◆ What needs to be done ◆
In the listing below, find each line with the string "dark" and report it.
(Available records Opens)
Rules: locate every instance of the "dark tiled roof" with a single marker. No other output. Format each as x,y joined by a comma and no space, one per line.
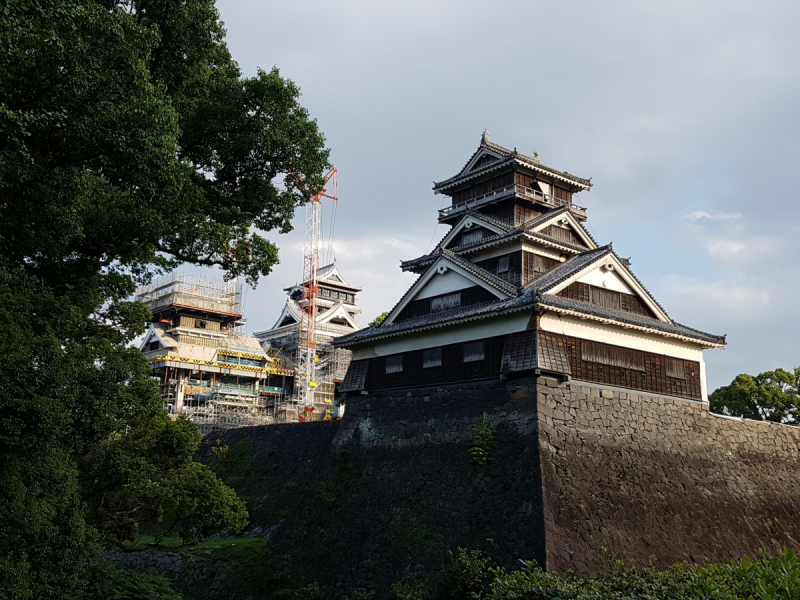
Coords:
536,292
626,317
438,319
543,218
552,240
491,220
567,269
482,274
509,156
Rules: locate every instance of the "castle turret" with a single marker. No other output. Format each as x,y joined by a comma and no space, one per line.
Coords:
519,286
336,316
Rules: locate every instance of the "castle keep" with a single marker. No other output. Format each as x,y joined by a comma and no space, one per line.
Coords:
519,286
595,397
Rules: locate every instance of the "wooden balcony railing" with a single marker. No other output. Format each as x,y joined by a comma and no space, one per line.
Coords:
510,190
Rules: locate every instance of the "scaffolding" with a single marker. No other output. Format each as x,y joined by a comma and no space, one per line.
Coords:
208,369
330,368
182,290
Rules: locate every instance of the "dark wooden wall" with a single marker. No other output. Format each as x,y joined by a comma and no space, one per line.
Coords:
655,378
452,370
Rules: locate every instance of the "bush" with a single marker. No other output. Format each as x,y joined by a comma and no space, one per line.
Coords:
483,443
468,573
765,578
107,582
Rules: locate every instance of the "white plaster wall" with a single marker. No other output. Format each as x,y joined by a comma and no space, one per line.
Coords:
444,284
609,280
493,251
610,334
542,250
432,338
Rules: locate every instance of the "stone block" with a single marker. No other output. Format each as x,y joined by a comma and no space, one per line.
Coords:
520,393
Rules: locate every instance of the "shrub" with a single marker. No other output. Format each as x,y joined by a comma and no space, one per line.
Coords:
483,443
107,582
765,578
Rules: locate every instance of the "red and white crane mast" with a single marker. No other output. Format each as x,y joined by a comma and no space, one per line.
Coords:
306,380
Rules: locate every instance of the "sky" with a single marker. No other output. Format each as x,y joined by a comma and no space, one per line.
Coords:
684,114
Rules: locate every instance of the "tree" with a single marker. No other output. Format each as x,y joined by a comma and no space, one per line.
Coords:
131,143
770,396
379,319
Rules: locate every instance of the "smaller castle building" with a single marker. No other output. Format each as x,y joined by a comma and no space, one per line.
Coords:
336,316
208,368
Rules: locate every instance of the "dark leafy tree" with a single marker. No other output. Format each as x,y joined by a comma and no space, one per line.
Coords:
130,143
770,396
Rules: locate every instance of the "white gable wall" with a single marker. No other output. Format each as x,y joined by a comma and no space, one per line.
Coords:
608,280
444,284
638,340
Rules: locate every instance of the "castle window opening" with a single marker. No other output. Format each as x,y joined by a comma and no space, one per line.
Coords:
473,351
446,302
676,368
394,364
432,358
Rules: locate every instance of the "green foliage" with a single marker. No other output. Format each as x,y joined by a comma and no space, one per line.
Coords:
483,443
413,535
131,143
106,582
410,590
468,573
379,319
769,396
148,475
232,467
361,594
765,578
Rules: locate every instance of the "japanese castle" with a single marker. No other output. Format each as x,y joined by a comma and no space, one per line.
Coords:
519,286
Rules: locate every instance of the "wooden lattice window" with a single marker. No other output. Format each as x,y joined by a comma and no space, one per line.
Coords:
561,233
470,237
446,302
502,264
676,368
394,364
614,356
605,298
474,351
432,358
(Available records Closes)
◆ Reply to the exercise ◆
Rules: locate every instance of the "dark tiled roof" with a single marker. No other output. Format each as x,y joined by a comma and no space, one per line.
Rules: locate every instance of the "dark wooden wall" with a single marker. No other output. Format each as x,y joined by a comma and no space, one per line.
Rules: locate every instance of the "dark leafy tree" with a single marker. No other output. Format each as x,y joined by a comma and no space, one per line.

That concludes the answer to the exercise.